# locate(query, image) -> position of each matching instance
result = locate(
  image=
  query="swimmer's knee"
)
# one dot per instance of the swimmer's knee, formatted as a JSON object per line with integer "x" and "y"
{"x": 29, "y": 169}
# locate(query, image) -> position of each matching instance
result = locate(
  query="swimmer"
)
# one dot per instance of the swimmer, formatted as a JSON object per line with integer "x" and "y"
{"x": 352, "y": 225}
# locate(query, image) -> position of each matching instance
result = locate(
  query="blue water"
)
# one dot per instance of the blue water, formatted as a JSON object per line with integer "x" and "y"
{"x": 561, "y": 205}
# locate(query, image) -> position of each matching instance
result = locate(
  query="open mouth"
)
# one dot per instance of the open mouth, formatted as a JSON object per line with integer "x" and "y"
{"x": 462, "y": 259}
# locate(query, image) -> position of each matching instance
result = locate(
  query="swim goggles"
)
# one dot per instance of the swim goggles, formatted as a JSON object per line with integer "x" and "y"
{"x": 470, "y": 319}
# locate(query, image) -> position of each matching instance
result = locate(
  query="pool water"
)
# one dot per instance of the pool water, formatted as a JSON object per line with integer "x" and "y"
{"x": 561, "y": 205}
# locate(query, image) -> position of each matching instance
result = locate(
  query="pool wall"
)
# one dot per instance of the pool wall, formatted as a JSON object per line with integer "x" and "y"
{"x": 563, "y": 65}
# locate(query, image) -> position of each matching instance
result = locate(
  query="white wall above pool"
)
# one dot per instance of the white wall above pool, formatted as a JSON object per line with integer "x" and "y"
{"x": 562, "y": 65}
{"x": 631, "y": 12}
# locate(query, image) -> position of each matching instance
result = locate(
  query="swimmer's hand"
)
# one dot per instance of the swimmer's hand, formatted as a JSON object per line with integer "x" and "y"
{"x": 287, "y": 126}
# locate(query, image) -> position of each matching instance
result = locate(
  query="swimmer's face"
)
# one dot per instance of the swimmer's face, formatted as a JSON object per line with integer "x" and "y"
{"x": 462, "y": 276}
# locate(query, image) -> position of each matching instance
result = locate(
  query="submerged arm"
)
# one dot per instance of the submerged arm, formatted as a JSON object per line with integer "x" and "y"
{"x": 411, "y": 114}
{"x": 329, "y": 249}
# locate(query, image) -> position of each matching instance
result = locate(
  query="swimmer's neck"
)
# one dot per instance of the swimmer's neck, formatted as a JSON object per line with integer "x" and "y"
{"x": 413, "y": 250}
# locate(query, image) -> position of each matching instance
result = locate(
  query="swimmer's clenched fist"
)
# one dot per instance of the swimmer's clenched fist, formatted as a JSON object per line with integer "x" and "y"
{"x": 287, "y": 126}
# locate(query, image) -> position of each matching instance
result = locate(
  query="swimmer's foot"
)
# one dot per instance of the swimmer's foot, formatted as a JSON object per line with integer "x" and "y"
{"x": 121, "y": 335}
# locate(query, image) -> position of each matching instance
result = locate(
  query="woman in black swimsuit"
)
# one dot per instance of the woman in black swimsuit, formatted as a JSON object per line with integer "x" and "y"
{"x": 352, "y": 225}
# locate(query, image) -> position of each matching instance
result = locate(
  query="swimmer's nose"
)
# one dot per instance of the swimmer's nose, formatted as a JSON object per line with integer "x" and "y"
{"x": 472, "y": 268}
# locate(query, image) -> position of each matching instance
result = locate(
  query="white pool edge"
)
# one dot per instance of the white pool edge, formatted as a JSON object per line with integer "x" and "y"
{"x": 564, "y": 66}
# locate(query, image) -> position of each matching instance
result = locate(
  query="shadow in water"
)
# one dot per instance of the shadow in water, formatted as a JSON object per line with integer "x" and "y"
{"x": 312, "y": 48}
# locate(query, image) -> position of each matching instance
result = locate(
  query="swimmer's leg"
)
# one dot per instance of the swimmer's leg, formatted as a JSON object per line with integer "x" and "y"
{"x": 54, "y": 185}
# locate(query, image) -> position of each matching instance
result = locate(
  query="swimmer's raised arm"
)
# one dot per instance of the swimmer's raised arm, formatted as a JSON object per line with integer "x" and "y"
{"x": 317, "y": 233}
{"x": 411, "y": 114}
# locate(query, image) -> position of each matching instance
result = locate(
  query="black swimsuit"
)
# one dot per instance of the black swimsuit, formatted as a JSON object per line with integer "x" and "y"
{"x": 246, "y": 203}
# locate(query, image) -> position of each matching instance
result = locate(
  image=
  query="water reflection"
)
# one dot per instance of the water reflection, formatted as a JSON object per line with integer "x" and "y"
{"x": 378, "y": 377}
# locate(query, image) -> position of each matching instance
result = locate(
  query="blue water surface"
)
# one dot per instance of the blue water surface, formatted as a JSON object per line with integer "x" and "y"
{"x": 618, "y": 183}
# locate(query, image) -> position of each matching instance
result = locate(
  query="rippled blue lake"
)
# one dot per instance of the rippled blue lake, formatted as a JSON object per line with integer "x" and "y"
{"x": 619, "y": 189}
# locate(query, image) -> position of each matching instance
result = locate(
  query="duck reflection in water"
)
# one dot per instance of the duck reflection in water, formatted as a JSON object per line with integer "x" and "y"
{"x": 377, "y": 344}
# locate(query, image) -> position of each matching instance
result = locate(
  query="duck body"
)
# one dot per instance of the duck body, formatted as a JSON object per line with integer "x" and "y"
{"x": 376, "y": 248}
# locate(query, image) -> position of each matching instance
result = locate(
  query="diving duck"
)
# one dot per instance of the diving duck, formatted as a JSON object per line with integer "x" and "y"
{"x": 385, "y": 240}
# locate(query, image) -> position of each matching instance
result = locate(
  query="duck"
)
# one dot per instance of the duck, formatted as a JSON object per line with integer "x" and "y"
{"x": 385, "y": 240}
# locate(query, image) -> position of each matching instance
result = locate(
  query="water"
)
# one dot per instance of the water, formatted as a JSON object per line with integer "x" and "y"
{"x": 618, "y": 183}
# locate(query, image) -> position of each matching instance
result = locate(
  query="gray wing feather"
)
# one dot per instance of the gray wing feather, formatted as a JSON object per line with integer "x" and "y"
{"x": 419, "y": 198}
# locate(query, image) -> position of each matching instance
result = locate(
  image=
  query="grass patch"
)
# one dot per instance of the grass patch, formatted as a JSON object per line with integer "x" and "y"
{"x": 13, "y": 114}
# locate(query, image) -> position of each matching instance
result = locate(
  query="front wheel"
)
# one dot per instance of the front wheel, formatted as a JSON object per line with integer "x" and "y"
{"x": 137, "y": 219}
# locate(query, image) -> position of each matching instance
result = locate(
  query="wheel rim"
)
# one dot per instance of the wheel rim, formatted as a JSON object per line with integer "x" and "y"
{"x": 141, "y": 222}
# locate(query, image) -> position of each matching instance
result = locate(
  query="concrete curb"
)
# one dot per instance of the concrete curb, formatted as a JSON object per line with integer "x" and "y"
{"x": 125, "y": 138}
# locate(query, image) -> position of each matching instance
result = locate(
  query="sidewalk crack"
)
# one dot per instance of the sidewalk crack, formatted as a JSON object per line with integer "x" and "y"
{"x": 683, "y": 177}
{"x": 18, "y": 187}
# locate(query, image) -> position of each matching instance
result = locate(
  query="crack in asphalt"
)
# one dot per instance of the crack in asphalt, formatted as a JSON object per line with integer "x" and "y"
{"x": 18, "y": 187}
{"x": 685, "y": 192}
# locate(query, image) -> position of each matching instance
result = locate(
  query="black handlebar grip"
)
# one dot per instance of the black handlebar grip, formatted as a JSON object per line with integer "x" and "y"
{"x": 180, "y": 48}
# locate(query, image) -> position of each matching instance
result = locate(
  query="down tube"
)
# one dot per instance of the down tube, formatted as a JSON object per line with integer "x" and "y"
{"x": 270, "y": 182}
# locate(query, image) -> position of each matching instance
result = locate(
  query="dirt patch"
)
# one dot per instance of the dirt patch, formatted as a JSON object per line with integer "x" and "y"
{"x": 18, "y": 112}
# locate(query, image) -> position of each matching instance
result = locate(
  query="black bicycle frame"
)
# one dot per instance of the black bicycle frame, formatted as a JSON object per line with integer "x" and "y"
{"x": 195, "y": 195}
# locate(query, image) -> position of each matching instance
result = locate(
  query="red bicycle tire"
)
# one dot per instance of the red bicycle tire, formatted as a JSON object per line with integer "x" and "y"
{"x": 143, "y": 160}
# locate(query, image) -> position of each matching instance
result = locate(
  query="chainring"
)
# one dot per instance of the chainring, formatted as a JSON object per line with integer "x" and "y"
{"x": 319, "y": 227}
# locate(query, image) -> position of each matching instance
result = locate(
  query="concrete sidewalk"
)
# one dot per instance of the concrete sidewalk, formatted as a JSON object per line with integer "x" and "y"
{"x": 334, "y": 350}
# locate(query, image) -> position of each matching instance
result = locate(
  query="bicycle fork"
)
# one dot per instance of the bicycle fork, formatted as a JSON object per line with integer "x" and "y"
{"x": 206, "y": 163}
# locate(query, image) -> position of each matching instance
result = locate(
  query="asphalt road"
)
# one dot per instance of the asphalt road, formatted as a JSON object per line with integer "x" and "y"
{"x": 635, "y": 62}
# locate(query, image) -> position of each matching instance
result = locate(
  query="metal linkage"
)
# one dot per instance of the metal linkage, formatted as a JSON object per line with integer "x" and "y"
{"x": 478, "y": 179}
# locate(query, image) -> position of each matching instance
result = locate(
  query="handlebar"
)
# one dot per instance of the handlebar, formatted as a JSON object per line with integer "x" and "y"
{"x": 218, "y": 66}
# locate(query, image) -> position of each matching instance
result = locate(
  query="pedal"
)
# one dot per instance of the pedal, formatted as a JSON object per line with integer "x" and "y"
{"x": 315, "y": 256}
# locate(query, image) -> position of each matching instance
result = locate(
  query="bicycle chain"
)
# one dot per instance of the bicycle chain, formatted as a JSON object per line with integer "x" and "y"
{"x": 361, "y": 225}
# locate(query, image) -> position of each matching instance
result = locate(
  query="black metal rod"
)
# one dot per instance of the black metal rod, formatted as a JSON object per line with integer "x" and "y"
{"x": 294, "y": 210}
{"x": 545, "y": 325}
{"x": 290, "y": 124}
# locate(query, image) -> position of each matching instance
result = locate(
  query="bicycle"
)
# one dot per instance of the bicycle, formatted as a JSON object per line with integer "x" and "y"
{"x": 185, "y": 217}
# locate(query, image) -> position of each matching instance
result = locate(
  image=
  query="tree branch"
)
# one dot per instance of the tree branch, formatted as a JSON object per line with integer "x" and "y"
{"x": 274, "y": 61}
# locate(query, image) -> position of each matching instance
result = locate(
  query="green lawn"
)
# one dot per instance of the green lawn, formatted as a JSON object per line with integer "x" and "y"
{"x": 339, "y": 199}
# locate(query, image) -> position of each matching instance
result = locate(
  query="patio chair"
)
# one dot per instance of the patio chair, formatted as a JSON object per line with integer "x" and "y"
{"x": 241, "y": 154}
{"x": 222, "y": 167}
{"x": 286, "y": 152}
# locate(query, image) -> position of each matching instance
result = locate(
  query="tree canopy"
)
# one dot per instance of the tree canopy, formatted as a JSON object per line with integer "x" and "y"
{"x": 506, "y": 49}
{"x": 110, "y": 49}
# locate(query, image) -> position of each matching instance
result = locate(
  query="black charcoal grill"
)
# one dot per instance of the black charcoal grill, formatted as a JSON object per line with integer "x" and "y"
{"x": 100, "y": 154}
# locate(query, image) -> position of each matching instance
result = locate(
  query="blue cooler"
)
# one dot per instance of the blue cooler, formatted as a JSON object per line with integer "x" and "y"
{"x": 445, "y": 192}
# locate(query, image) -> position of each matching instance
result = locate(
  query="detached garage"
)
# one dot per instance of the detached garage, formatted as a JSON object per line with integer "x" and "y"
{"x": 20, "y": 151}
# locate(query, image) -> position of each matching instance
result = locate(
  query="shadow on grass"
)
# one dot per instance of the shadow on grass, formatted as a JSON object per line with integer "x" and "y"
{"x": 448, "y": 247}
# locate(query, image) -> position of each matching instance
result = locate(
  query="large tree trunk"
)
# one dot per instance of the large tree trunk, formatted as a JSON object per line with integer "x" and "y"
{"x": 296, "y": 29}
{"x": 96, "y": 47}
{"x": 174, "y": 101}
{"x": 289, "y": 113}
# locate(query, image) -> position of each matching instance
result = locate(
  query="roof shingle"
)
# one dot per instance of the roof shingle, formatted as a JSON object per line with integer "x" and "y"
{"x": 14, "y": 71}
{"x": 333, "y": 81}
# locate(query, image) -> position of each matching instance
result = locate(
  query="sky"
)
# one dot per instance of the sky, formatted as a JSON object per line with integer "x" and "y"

########################################

__DIRECTIVE__
Locate every line in the records above that contains the word "feather", matching case exactly, and copy each such line.

__EXERCISE RESPONSE__
  query="gray wing feather"
# one dot per instance of the gray wing feather, formatted as a JSON object per line with integer "x" and "y"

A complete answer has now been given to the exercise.